Location annotation dataset excerpts:
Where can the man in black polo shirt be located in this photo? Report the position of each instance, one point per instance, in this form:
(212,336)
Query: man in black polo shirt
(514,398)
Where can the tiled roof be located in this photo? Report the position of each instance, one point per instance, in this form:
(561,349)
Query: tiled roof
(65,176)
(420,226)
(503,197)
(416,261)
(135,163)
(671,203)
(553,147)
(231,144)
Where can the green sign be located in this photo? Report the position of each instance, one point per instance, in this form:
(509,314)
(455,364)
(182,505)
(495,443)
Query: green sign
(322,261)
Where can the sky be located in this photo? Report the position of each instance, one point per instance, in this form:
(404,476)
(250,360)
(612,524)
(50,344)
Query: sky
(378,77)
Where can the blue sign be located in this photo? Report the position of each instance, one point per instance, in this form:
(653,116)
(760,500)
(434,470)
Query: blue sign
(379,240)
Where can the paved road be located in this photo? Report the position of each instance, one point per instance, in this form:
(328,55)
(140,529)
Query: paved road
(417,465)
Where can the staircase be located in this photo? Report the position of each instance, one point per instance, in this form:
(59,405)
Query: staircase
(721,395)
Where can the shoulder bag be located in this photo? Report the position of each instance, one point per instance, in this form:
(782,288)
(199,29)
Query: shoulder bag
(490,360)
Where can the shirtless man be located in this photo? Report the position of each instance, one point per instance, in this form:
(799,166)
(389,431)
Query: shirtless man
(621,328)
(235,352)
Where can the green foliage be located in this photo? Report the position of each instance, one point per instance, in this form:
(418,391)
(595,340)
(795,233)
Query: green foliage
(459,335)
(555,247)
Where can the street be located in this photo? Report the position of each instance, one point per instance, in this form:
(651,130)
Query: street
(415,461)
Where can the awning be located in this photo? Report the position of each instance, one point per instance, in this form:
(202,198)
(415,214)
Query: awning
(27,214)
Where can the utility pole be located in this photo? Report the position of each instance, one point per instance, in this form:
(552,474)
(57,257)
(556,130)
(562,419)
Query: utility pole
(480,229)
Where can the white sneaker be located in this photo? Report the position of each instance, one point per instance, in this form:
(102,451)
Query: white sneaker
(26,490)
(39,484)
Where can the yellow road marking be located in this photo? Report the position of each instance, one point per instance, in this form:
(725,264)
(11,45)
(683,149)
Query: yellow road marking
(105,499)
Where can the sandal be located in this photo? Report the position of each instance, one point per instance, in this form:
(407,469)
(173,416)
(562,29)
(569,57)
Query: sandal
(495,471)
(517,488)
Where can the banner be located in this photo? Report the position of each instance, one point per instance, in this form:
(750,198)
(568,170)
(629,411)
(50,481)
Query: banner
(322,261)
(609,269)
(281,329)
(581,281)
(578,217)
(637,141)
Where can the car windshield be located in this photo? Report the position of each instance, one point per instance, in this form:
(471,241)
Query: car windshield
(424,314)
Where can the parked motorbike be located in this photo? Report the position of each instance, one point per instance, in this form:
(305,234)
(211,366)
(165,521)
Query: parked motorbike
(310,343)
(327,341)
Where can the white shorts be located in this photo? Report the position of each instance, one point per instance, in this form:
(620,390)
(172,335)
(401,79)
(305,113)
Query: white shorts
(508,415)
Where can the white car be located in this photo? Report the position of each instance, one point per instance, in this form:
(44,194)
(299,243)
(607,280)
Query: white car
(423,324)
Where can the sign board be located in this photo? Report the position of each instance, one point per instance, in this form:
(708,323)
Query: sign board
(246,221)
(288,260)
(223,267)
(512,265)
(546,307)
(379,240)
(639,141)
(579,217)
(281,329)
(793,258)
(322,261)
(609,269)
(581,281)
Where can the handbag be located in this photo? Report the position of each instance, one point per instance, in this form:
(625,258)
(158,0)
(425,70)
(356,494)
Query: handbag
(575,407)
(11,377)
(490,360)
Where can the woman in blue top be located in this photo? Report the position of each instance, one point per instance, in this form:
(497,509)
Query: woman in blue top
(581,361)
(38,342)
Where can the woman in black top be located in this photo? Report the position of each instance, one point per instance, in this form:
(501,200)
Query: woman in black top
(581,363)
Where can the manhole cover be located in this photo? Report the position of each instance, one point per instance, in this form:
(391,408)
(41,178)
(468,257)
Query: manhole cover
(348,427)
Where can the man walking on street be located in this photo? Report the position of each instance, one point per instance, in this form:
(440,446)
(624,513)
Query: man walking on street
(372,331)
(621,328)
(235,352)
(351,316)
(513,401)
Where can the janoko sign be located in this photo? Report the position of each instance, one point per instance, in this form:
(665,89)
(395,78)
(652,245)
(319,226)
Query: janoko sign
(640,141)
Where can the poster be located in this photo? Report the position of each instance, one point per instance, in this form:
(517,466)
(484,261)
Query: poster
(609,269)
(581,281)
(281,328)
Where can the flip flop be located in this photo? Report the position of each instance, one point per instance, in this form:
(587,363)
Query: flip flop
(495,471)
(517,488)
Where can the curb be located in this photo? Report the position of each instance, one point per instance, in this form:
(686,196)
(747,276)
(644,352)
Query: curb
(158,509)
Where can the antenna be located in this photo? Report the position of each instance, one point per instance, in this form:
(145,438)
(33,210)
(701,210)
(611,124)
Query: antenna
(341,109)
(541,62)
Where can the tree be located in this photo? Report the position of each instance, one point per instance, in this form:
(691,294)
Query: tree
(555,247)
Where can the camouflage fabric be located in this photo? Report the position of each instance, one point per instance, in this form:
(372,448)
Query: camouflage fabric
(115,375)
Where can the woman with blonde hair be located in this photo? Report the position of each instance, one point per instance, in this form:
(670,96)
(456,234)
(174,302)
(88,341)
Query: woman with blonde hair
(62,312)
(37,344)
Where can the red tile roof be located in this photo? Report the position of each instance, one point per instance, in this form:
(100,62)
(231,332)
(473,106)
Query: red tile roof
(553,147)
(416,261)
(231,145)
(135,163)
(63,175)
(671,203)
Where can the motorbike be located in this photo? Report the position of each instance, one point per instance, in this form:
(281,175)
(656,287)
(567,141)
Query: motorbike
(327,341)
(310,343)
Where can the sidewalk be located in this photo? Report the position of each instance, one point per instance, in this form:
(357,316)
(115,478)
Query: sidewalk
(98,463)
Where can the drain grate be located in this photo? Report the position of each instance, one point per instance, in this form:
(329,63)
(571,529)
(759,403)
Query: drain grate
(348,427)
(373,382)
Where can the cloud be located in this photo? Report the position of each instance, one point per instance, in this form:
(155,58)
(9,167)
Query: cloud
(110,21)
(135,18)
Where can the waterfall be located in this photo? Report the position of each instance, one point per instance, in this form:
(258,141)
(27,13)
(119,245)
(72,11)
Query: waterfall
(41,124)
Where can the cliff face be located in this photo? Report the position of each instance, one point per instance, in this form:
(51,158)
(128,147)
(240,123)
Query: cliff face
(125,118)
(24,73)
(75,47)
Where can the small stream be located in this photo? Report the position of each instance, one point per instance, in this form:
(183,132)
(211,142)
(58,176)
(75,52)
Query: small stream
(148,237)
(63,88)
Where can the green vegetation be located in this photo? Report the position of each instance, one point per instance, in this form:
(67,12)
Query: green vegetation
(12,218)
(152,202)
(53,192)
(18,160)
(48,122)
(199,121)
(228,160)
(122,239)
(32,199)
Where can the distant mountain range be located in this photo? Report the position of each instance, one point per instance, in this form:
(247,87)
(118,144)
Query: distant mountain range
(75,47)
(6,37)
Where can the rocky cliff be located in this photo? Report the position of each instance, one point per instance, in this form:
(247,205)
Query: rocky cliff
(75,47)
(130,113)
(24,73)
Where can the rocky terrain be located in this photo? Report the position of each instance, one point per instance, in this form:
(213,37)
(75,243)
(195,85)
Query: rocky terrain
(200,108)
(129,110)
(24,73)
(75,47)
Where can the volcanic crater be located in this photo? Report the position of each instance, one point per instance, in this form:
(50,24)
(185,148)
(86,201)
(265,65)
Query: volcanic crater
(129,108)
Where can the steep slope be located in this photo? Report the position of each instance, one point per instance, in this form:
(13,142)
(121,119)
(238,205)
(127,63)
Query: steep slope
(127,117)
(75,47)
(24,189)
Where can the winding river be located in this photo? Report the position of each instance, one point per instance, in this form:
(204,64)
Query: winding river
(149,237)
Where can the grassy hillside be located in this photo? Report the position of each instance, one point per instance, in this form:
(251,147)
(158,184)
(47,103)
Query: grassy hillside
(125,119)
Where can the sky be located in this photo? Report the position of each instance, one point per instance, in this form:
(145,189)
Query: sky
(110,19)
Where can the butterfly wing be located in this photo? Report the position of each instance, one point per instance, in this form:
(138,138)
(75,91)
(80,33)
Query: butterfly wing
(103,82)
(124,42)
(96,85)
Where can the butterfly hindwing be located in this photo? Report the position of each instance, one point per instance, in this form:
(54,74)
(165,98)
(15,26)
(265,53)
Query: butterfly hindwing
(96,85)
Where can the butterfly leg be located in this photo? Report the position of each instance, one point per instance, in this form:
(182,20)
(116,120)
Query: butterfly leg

▸ **Task to carry out**
Copy only this span: the line that contains "Where can the butterfly wing", the last line, and every line between them.

▸ **Result**
Where can the butterfly wing be located in this photo? Report the position of each instance, one point per instance, in this form:
(138,138)
(75,91)
(80,33)
Query: butterfly wing
(103,82)
(124,42)
(96,85)
Where can the butterfly hindwing be located in this photo? Report the position of each instance, one point per instance, in this form:
(54,74)
(165,98)
(15,26)
(265,53)
Query: butterfly hindwing
(96,85)
Where can the butterfly leg be located in this photo? Report the position of each instance, one point per instance, in this form:
(182,20)
(116,120)
Query: butterfly leg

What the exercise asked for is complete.